**OBJECTIVE:** Return each line from the items below that contains the word "decorative".

**INFORMATION SUPPLIED:**
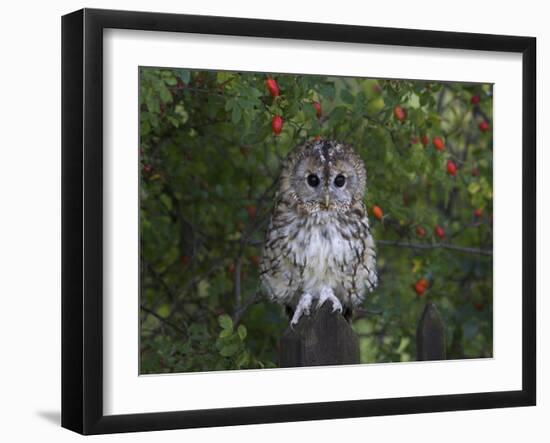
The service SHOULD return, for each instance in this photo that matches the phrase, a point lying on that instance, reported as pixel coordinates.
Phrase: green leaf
(183, 74)
(229, 350)
(347, 97)
(241, 330)
(236, 114)
(225, 321)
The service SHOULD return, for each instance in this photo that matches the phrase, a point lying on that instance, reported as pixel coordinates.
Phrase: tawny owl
(318, 246)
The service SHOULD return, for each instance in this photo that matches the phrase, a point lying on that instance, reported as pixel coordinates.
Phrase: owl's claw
(303, 307)
(328, 294)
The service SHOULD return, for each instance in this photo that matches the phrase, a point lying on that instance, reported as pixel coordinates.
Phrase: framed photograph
(269, 221)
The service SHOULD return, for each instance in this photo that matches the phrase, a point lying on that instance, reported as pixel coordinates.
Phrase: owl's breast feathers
(306, 252)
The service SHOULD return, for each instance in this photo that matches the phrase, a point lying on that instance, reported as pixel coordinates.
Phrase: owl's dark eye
(340, 181)
(313, 180)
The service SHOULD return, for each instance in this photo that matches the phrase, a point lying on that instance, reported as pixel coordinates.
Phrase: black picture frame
(82, 220)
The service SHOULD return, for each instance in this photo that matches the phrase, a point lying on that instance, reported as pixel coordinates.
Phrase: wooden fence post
(430, 335)
(322, 338)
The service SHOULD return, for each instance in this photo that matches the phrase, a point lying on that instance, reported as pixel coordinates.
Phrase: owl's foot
(303, 307)
(328, 294)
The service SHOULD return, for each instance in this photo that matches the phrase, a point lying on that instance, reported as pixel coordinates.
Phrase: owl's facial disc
(327, 177)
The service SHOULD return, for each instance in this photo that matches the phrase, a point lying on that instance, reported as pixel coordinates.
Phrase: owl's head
(324, 175)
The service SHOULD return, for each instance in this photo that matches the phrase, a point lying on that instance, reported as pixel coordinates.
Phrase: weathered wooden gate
(326, 338)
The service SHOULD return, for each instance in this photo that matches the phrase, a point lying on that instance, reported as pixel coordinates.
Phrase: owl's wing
(361, 276)
(278, 272)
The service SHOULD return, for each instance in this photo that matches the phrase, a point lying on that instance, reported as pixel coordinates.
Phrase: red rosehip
(251, 212)
(423, 282)
(451, 168)
(277, 124)
(272, 87)
(184, 260)
(400, 113)
(424, 140)
(438, 143)
(483, 126)
(419, 288)
(318, 110)
(377, 212)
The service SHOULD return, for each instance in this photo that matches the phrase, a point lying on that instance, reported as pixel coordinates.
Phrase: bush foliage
(210, 154)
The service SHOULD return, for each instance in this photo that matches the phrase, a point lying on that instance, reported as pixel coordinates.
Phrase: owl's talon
(303, 307)
(328, 294)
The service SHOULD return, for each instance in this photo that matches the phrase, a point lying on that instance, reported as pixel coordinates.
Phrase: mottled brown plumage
(318, 245)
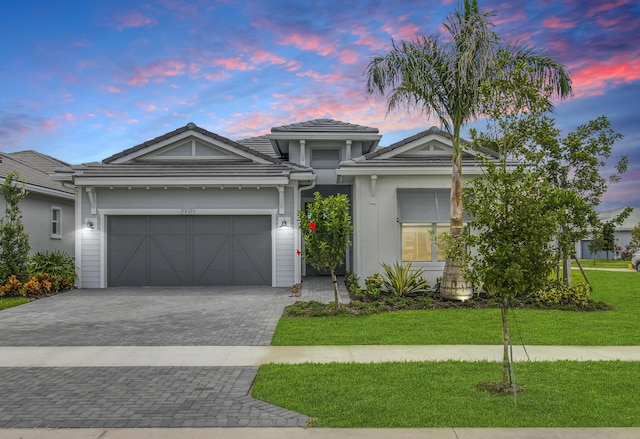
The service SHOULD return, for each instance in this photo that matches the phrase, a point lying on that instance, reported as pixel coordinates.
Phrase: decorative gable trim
(221, 148)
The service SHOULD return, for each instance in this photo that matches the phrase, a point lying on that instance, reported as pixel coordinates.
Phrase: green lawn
(444, 394)
(10, 302)
(483, 326)
(602, 263)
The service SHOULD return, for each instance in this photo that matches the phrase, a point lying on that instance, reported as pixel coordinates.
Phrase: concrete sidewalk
(209, 356)
(323, 433)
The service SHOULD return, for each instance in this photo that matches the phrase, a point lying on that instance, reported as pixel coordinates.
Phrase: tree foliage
(603, 236)
(326, 231)
(14, 241)
(444, 76)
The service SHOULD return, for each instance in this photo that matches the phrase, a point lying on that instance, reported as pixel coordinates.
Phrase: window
(423, 214)
(418, 243)
(56, 222)
(325, 158)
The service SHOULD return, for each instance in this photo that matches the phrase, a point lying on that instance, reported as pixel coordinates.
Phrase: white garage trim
(177, 212)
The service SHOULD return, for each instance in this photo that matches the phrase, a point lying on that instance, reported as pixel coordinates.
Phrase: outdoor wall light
(285, 223)
(90, 223)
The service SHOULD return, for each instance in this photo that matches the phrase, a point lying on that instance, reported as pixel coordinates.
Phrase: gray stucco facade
(191, 172)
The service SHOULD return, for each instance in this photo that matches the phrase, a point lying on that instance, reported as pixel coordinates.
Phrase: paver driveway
(141, 396)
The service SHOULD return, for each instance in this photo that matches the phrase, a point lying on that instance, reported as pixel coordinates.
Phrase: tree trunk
(453, 285)
(506, 363)
(335, 287)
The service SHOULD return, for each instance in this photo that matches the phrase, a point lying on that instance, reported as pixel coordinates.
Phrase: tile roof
(317, 125)
(261, 144)
(189, 127)
(33, 169)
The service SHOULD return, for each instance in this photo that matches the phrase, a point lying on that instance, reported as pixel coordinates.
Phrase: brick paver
(98, 397)
(121, 397)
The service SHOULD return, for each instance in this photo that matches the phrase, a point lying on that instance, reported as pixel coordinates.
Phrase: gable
(190, 149)
(189, 143)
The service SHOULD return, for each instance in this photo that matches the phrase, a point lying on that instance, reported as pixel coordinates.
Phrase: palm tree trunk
(453, 285)
(506, 363)
(335, 287)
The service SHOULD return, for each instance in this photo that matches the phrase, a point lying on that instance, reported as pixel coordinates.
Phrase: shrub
(401, 280)
(373, 284)
(352, 283)
(556, 294)
(57, 264)
(12, 288)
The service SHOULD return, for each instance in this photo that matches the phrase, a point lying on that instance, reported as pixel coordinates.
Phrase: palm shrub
(58, 265)
(401, 280)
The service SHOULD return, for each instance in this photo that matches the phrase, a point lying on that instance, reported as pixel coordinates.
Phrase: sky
(82, 80)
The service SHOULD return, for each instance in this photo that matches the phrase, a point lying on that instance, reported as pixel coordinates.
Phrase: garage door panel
(189, 250)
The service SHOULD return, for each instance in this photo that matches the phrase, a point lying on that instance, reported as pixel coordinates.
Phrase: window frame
(55, 224)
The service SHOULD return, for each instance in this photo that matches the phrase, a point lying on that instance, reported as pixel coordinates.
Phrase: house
(622, 234)
(191, 207)
(48, 211)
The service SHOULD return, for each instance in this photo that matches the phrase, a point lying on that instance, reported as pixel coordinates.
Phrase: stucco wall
(36, 217)
(377, 233)
(181, 201)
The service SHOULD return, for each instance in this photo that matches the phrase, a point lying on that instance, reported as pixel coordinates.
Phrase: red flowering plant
(326, 232)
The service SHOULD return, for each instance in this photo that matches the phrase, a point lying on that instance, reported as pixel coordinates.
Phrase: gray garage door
(188, 250)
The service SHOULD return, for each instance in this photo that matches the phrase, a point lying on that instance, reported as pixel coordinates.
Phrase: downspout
(297, 236)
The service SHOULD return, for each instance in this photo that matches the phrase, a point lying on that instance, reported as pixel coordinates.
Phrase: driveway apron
(103, 397)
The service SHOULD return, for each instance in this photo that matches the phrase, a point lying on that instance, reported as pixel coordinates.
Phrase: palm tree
(443, 77)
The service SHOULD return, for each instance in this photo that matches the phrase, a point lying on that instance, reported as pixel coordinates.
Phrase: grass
(10, 302)
(444, 394)
(483, 326)
(602, 263)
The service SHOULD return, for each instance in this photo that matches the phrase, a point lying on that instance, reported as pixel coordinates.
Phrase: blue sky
(82, 80)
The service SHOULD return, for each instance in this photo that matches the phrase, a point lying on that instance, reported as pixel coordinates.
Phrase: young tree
(575, 164)
(443, 76)
(635, 238)
(604, 238)
(14, 241)
(326, 231)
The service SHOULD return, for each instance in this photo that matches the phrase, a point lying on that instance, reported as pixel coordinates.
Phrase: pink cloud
(234, 63)
(348, 56)
(405, 32)
(604, 6)
(592, 79)
(49, 124)
(261, 56)
(307, 42)
(330, 78)
(158, 70)
(557, 23)
(134, 20)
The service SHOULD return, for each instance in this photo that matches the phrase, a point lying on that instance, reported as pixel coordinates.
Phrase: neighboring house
(622, 234)
(48, 211)
(193, 208)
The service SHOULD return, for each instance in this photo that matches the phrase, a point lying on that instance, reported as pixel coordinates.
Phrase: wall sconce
(90, 223)
(285, 222)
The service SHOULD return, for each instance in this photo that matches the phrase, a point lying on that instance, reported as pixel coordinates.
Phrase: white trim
(111, 181)
(311, 135)
(402, 171)
(186, 212)
(58, 223)
(47, 191)
(182, 136)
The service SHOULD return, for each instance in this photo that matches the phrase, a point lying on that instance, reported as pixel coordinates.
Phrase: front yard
(444, 394)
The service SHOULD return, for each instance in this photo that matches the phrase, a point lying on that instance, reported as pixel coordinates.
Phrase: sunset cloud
(134, 20)
(158, 69)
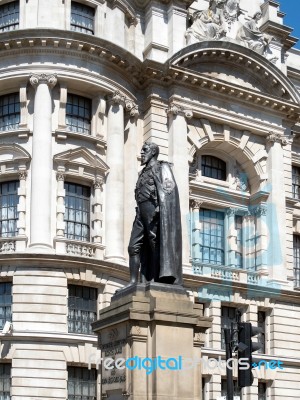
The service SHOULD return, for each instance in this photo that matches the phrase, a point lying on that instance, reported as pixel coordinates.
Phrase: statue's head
(149, 151)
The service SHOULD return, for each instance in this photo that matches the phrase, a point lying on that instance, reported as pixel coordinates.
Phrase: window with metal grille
(78, 114)
(9, 111)
(237, 395)
(296, 248)
(8, 208)
(9, 16)
(213, 167)
(261, 337)
(82, 309)
(77, 212)
(82, 18)
(238, 219)
(228, 315)
(212, 237)
(5, 303)
(296, 182)
(262, 391)
(5, 381)
(82, 383)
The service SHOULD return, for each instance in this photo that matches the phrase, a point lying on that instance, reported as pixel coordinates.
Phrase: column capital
(48, 79)
(231, 211)
(60, 175)
(259, 210)
(129, 105)
(22, 175)
(195, 204)
(177, 109)
(277, 138)
(98, 182)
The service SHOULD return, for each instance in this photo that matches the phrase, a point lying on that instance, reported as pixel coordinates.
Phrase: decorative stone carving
(251, 36)
(277, 138)
(98, 182)
(176, 109)
(195, 204)
(240, 180)
(48, 79)
(221, 22)
(128, 104)
(207, 24)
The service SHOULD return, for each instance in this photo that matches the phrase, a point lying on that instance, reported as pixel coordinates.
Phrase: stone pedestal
(157, 322)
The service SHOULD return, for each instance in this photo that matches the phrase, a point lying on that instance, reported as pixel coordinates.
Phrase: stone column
(114, 204)
(41, 166)
(131, 168)
(276, 218)
(195, 238)
(178, 155)
(60, 205)
(97, 233)
(230, 242)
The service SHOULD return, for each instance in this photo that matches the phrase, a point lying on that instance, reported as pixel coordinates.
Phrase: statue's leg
(134, 249)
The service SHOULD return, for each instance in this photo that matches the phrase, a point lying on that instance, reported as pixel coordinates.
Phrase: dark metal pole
(229, 372)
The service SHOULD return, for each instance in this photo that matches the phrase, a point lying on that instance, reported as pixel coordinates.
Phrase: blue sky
(292, 19)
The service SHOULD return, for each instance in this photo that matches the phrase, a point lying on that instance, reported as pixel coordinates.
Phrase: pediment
(81, 157)
(13, 153)
(230, 63)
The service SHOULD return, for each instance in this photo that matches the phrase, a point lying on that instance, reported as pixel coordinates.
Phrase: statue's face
(146, 154)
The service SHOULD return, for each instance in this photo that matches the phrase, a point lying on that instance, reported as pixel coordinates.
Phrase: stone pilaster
(178, 155)
(60, 204)
(114, 221)
(41, 167)
(276, 218)
(195, 238)
(131, 168)
(22, 203)
(97, 210)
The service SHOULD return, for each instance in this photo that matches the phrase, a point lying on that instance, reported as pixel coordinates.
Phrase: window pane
(82, 18)
(9, 111)
(9, 16)
(77, 212)
(78, 119)
(296, 245)
(8, 213)
(82, 308)
(212, 237)
(213, 167)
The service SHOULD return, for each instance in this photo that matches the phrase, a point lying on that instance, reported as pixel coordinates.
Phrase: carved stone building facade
(83, 84)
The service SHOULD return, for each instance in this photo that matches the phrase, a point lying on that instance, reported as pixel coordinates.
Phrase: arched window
(213, 167)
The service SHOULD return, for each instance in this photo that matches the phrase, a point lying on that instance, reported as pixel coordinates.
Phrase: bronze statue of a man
(155, 244)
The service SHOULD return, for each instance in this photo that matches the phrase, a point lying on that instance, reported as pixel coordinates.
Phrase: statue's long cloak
(170, 224)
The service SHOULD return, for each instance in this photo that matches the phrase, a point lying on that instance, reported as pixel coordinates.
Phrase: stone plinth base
(157, 322)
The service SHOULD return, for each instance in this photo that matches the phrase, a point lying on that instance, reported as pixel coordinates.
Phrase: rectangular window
(5, 381)
(78, 114)
(261, 338)
(5, 303)
(8, 204)
(296, 248)
(262, 391)
(296, 182)
(212, 237)
(237, 395)
(9, 16)
(77, 212)
(9, 112)
(82, 383)
(82, 309)
(228, 315)
(239, 240)
(82, 18)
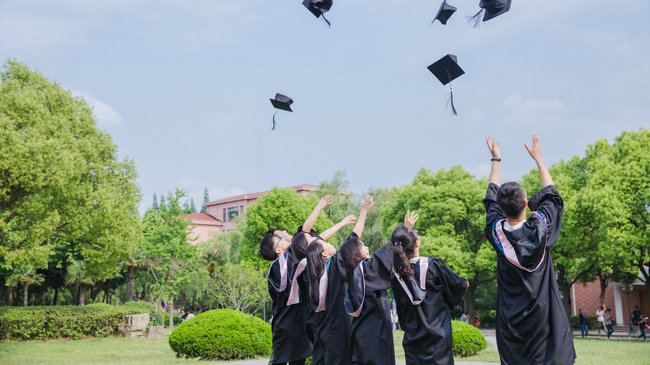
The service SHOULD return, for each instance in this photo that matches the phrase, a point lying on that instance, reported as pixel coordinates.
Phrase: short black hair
(266, 246)
(511, 198)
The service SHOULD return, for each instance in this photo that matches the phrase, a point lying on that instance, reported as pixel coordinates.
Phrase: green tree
(206, 199)
(279, 209)
(60, 178)
(166, 249)
(239, 286)
(451, 224)
(25, 276)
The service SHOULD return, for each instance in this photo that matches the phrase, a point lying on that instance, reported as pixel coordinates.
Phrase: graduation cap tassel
(329, 25)
(476, 19)
(276, 112)
(451, 101)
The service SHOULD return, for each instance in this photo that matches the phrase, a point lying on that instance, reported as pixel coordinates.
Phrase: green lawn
(116, 350)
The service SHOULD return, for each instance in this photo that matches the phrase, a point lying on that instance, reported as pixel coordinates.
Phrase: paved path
(489, 337)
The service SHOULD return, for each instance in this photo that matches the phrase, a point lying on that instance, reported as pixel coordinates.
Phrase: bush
(44, 322)
(592, 323)
(468, 340)
(222, 334)
(177, 320)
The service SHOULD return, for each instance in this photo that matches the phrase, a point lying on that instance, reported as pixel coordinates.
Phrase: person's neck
(513, 221)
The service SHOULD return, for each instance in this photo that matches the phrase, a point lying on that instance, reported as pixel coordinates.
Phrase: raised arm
(410, 218)
(493, 145)
(326, 235)
(366, 204)
(536, 153)
(311, 220)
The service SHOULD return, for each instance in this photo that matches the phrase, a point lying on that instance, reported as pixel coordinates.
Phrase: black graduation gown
(290, 342)
(531, 325)
(372, 333)
(332, 333)
(427, 326)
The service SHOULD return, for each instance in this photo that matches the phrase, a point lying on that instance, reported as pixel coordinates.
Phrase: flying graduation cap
(491, 8)
(319, 8)
(444, 13)
(281, 102)
(445, 70)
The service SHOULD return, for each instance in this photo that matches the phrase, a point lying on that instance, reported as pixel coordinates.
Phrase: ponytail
(403, 240)
(315, 269)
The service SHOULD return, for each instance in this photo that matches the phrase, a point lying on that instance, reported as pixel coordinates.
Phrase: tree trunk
(56, 295)
(130, 287)
(25, 293)
(565, 288)
(469, 295)
(171, 312)
(82, 294)
(604, 281)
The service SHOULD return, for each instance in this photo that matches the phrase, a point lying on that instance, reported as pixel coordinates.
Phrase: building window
(232, 212)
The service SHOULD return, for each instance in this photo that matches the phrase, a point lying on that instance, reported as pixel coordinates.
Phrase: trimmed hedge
(592, 323)
(222, 334)
(468, 340)
(46, 322)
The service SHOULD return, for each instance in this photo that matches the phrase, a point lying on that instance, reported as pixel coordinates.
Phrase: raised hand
(325, 201)
(410, 218)
(348, 220)
(536, 151)
(493, 145)
(367, 203)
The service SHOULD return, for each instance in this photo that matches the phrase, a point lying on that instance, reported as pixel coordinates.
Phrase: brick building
(617, 297)
(220, 214)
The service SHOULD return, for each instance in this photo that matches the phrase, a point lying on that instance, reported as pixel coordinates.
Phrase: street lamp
(628, 290)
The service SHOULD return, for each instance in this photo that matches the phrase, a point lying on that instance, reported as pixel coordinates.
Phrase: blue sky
(183, 86)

**RESULT OF THE TASK:**
Phrase: decorative gable trim
Phrase: decorative stone carving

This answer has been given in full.